#### Page text:
+++

Ohio University Chillicothe is a regional campus of Ohio University in Chillicothe, Ohio. Founded in 1946, OHIO Chillicothe campus is the first of Ohio University's regional campuses and the first regional campus in the state. It is located  south of the state capital of Columbus. As of 2019, it has an enrollment of approximately 1,500 students.

The campus location and the long-time membership of the Ross County region allows OHIO Chillicothe to draw a unique mix of both traditional college students, young adults ages 18–22 who begin college directly out of high school, and "new traditionals," adults who are pursuing a degree later in life, often after many years in of work experience. In addition, the campus offers a wide variety of course times and schedules, to allow students to take classes when at their own convenience. The campus practices open admissions.

+++

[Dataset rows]
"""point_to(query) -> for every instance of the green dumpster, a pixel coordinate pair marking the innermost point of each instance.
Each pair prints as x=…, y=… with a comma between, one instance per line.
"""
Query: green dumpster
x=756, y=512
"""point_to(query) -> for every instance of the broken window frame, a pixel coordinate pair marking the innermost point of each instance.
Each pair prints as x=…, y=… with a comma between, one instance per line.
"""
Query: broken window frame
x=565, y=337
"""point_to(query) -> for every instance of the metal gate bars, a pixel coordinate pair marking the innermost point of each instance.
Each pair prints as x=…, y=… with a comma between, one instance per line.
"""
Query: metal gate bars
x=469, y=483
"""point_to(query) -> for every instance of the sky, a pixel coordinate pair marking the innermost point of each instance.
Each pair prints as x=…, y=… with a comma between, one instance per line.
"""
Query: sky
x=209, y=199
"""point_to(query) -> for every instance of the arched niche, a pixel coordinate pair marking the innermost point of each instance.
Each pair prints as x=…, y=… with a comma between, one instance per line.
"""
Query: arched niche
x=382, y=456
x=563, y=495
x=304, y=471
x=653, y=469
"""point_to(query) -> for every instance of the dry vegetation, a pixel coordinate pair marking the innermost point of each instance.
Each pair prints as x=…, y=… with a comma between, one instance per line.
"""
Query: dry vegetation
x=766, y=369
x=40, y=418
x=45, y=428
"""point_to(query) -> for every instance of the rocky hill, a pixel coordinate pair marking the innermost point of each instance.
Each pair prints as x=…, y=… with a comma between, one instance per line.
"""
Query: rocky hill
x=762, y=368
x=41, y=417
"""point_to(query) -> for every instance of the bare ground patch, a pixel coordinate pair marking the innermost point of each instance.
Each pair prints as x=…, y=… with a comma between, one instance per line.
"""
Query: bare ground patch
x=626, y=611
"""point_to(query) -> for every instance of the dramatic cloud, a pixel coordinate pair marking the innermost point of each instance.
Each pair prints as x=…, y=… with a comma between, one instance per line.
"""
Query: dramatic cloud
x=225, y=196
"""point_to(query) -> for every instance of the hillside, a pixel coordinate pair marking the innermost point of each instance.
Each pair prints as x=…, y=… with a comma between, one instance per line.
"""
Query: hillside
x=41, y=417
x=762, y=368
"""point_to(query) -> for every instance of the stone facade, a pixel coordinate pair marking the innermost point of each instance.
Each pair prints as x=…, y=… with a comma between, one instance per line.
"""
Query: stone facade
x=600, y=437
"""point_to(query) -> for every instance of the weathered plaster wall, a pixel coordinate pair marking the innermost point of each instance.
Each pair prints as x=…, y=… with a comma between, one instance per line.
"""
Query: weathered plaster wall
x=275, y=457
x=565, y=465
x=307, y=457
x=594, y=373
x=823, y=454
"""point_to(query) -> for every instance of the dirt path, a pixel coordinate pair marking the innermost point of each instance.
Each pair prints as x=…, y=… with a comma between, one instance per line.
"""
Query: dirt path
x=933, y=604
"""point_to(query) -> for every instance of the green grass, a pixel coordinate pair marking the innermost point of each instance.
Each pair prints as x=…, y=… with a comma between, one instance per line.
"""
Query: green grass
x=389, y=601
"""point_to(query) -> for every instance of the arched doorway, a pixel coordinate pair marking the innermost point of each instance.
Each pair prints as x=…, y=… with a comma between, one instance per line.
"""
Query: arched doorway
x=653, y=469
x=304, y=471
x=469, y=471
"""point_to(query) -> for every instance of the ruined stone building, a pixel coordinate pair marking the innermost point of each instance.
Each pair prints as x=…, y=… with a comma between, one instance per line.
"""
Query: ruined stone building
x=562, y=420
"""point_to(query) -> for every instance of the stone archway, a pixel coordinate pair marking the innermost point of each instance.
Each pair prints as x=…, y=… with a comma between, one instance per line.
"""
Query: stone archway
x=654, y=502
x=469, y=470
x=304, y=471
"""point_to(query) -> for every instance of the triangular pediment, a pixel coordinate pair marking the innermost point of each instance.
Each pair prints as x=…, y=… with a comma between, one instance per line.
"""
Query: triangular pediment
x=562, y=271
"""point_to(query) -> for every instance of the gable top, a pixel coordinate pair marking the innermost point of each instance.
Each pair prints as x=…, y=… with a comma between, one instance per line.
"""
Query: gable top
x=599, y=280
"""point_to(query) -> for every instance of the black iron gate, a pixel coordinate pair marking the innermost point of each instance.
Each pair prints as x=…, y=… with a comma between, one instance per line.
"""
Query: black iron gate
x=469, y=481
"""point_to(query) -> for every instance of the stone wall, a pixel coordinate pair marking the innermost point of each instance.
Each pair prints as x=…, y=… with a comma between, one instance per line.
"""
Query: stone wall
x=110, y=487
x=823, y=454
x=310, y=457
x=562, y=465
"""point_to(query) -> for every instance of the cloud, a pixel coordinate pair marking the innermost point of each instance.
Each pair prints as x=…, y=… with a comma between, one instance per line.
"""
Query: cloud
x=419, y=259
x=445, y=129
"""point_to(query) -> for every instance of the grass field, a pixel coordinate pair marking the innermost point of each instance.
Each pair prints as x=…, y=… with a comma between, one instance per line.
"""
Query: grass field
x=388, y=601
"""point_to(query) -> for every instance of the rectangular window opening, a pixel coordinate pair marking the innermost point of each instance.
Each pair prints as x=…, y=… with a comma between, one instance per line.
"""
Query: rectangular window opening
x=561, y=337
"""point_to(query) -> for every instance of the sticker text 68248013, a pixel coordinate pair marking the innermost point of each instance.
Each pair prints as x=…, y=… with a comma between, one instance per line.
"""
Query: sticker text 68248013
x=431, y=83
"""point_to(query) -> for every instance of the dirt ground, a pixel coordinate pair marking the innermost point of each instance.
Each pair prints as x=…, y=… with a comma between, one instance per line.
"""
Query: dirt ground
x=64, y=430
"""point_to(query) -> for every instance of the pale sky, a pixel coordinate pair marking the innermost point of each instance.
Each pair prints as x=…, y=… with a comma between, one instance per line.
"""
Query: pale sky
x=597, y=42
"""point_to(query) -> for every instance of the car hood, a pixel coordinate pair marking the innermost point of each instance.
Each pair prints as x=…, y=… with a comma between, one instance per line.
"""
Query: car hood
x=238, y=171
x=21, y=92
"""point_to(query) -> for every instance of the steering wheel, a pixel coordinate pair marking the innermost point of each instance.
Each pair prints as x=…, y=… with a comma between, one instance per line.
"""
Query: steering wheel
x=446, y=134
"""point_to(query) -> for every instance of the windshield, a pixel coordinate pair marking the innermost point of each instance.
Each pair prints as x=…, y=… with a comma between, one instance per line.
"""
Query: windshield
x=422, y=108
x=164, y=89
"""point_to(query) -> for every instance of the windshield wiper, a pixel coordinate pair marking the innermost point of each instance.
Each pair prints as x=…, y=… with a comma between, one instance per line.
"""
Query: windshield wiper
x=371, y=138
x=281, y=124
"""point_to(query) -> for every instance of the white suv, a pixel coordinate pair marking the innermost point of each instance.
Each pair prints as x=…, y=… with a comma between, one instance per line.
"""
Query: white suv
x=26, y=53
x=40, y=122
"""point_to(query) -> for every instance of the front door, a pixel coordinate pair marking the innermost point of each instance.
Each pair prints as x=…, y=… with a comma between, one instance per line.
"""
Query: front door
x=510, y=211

+++

From the Ohio University Chillicothe passage, extract the span from "Ohio University Chillicothe" up to and including "approximately 1,500 students.".

#### Complete output:
Ohio University Chillicothe is a regional campus of Ohio University in Chillicothe, Ohio. Founded in 1946, OHIO Chillicothe campus is the first of Ohio University's regional campuses and the first regional campus in the state. It is located  south of the state capital of Columbus. As of 2019, it has an enrollment of approximately 1,500 students.